### YOUR INSTRUCTIONS
Please copy every row below word for word, leaving out the pictures.

### DATA
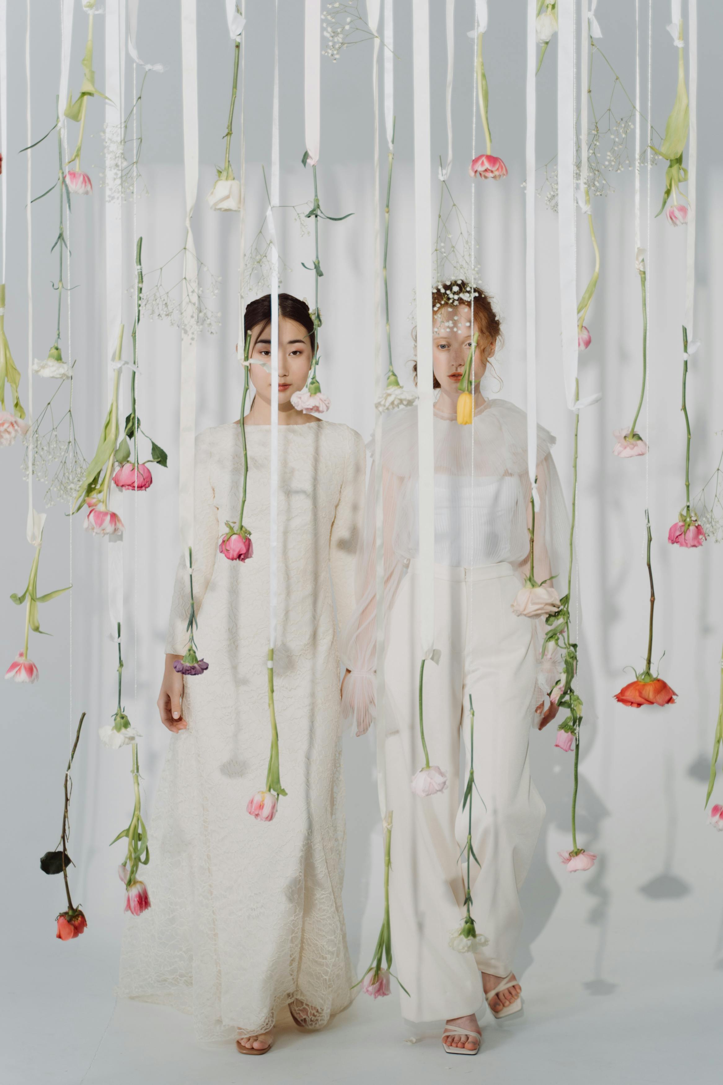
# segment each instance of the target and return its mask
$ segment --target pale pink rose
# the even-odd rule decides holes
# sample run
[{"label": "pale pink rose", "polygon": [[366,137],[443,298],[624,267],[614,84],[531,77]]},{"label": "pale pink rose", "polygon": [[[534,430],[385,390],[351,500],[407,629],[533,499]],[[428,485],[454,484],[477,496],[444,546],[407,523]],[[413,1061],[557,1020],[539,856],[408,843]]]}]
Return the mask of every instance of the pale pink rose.
[{"label": "pale pink rose", "polygon": [[525,585],[515,596],[512,610],[518,617],[545,617],[559,610],[559,596],[552,585]]},{"label": "pale pink rose", "polygon": [[0,448],[15,443],[15,437],[27,433],[28,424],[25,419],[16,418],[8,410],[0,410]]},{"label": "pale pink rose", "polygon": [[412,791],[415,795],[436,795],[447,787],[447,773],[443,773],[439,765],[430,765],[429,768],[421,768],[412,777]]},{"label": "pale pink rose", "polygon": [[617,441],[617,445],[612,449],[614,456],[619,456],[621,459],[630,459],[631,456],[645,456],[648,450],[648,446],[645,444],[643,438],[638,433],[633,434],[633,438],[629,438],[630,430],[614,430],[612,436]]},{"label": "pale pink rose", "polygon": [[25,659],[25,652],[18,652],[5,671],[5,678],[14,681],[34,682],[38,680],[38,668],[33,660]]},{"label": "pale pink rose", "polygon": [[668,541],[673,546],[682,546],[686,549],[702,546],[706,541],[706,533],[700,524],[690,524],[686,529],[685,524],[676,520],[668,532]]},{"label": "pale pink rose", "polygon": [[147,911],[151,907],[151,897],[143,882],[133,882],[126,893],[126,907],[124,911],[130,911],[133,916],[140,916],[142,911]]},{"label": "pale pink rose", "polygon": [[135,464],[130,460],[119,467],[113,476],[113,483],[118,489],[147,489],[152,482],[153,475],[145,463],[139,463],[137,471]]},{"label": "pale pink rose", "polygon": [[688,220],[688,209],[685,204],[671,204],[666,210],[666,218],[671,226],[685,226]]},{"label": "pale pink rose", "polygon": [[502,158],[498,158],[494,154],[478,154],[476,158],[472,159],[469,176],[499,181],[502,177],[507,176],[507,167]]},{"label": "pale pink rose", "polygon": [[302,392],[295,392],[292,396],[292,407],[304,411],[305,414],[325,414],[331,406],[332,400],[328,396],[322,395],[321,392],[315,392],[312,395],[305,388]]},{"label": "pale pink rose", "polygon": [[230,535],[222,538],[218,545],[218,552],[222,553],[229,561],[246,561],[254,557],[254,544],[250,535]]},{"label": "pale pink rose", "polygon": [[65,182],[70,192],[75,192],[79,196],[87,196],[93,191],[93,182],[88,174],[79,174],[75,169],[68,169]]},{"label": "pale pink rose", "polygon": [[594,866],[596,855],[591,855],[590,852],[580,852],[579,855],[572,855],[571,852],[558,852],[557,853],[568,869],[568,873],[574,873],[576,870],[590,870]]},{"label": "pale pink rose", "polygon": [[124,522],[117,512],[99,509],[94,500],[86,501],[89,512],[83,527],[93,535],[122,535]]},{"label": "pale pink rose", "polygon": [[362,980],[362,991],[372,998],[384,998],[391,991],[389,973],[385,968],[379,969],[379,974],[374,979],[374,969],[371,969]]},{"label": "pale pink rose", "polygon": [[257,791],[248,800],[246,813],[257,821],[272,821],[276,816],[276,796],[273,791]]}]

### SOLUTION TO THIS PROBLEM
# segment each instance of the target and return its mask
$ segment --target pale pink rose
# the even-odd rule decides holes
# sample run
[{"label": "pale pink rose", "polygon": [[366,137],[443,298],[624,267],[614,84],[531,77]]},{"label": "pale pink rose", "polygon": [[[534,430],[385,390],[351,500],[407,629],[533,499]],[[428,485],[454,484],[477,496],[444,546],[407,523]],[[413,1061],[557,1020],[539,856],[408,843]]]}]
Return the mask of every instance of the pale pink rose.
[{"label": "pale pink rose", "polygon": [[525,585],[515,596],[512,610],[518,617],[545,617],[559,610],[559,596],[552,585]]},{"label": "pale pink rose", "polygon": [[0,448],[15,443],[15,437],[27,433],[28,424],[25,419],[16,418],[8,410],[0,410]]},{"label": "pale pink rose", "polygon": [[412,791],[415,795],[436,795],[447,787],[447,773],[443,773],[439,765],[430,765],[429,768],[421,768],[412,777]]},{"label": "pale pink rose", "polygon": [[617,441],[617,445],[612,449],[614,456],[619,456],[621,459],[630,459],[631,456],[645,456],[648,450],[648,446],[645,444],[643,438],[638,433],[633,434],[633,438],[629,438],[630,430],[614,430],[612,436]]},{"label": "pale pink rose", "polygon": [[25,659],[25,652],[18,652],[5,671],[5,678],[14,681],[34,682],[38,680],[38,668],[33,660]]},{"label": "pale pink rose", "polygon": [[668,541],[673,546],[682,546],[686,549],[702,546],[706,541],[706,533],[700,524],[690,524],[686,529],[685,524],[676,520],[668,532]]},{"label": "pale pink rose", "polygon": [[147,911],[151,907],[151,897],[143,882],[133,882],[126,893],[126,907],[124,911],[130,911],[133,916],[140,916],[142,911]]},{"label": "pale pink rose", "polygon": [[135,464],[130,460],[119,467],[113,476],[113,483],[118,489],[147,489],[152,482],[153,475],[145,463],[139,463],[137,471]]},{"label": "pale pink rose", "polygon": [[688,220],[688,209],[685,204],[671,204],[666,210],[666,218],[671,226],[685,226]]},{"label": "pale pink rose", "polygon": [[502,158],[498,158],[494,154],[478,154],[476,158],[472,159],[469,176],[499,181],[502,177],[507,176],[507,167]]},{"label": "pale pink rose", "polygon": [[302,392],[295,392],[292,396],[292,407],[304,411],[305,414],[325,414],[331,406],[332,400],[328,396],[322,395],[321,392],[315,392],[312,395],[305,388]]},{"label": "pale pink rose", "polygon": [[230,535],[222,538],[218,545],[218,552],[222,553],[229,561],[246,561],[254,557],[254,544],[250,535]]},{"label": "pale pink rose", "polygon": [[65,182],[70,192],[75,192],[79,196],[87,196],[93,191],[93,182],[88,174],[79,174],[75,169],[68,169]]},{"label": "pale pink rose", "polygon": [[594,866],[596,855],[591,855],[590,852],[580,852],[579,855],[572,855],[571,852],[558,852],[557,853],[568,869],[568,873],[574,873],[576,870],[590,870]]},{"label": "pale pink rose", "polygon": [[124,522],[117,512],[99,509],[94,500],[86,501],[89,512],[83,527],[93,535],[122,535]]},{"label": "pale pink rose", "polygon": [[362,980],[362,991],[372,998],[384,998],[391,991],[389,973],[385,968],[379,969],[379,974],[374,979],[374,969],[371,969]]},{"label": "pale pink rose", "polygon": [[257,791],[248,800],[246,813],[257,821],[272,821],[276,816],[276,796],[273,791]]}]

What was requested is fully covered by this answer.